* Metin parçası
^^^^^^^^^^^^^^^^

Davadaki talep, her ne kadar taşıma sözleşmesi kaynaklıysa da, taşıma işine özgü taşıma alacağı talebi veya taşınan eşyaya ilişkin bir ziya-hasar-zarar-gecikmeden doğan tazminat talebine yönelik olmayıp bu nedenle uyuşmazlıkta TTK md 855 hükmü ve bu hükümde yer alan 1 yıllık zamanaşımı süresi uygulanamayacağından, talep sözleşmedeki edimin gereği gibi yerine getirilmemesi nedeniyle taşıtanın uğradığı zarar (müspet zarar) niteliğinde olmakla 10 yıllık genel zamanaşımı süresi uygulanması gerektiğinden, davalı vekilinin cevap dilekçesinde ileri sürdüğü zamanaşımı def’i ön inceleme celsesinde ara kararla reddedilmiştir.

^^^^^^^^^^^^^^^^

* Sağlanan bilgiler
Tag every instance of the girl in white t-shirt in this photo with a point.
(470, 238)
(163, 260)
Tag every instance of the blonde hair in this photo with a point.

^^^^^^^^^^^^^^^^

* Verilen görev
Metin parçasına göre uyuşmazlıkta hangi zamanaşımı süresinin uygulanması gerekir? Yanıt verirken yalnızca metin parçasındaki bilgilere dayanın.

* Görevin sonucu
10 yıllık genel zamanaşımı süresinin uygulanması gerekir.